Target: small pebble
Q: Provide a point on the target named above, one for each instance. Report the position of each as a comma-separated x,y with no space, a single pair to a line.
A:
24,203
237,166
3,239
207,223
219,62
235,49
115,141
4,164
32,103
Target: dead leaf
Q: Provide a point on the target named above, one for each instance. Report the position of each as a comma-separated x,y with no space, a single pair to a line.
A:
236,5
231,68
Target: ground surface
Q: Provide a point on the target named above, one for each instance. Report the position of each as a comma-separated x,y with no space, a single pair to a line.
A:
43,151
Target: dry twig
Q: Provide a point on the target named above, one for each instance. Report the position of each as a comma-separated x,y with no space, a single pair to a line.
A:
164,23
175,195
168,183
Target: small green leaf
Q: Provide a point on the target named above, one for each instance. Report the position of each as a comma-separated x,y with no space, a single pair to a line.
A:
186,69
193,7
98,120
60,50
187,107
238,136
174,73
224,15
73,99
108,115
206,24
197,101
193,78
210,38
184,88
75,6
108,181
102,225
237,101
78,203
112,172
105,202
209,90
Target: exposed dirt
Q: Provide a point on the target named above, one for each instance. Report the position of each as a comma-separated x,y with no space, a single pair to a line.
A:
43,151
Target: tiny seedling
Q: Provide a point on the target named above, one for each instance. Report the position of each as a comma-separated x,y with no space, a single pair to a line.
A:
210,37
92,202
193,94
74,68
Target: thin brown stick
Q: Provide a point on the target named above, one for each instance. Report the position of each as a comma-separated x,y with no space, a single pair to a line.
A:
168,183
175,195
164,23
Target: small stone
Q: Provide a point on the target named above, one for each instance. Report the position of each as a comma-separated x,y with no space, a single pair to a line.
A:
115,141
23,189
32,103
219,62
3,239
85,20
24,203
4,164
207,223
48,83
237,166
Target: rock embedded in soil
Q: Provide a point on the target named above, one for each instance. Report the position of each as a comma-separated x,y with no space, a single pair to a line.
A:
* * * * * * * * *
• [Work to be completed] Copy out every line of the material above that contains the string "small".

• [Your response]
Target: small pebble
Target: small green leaf
Target: small stone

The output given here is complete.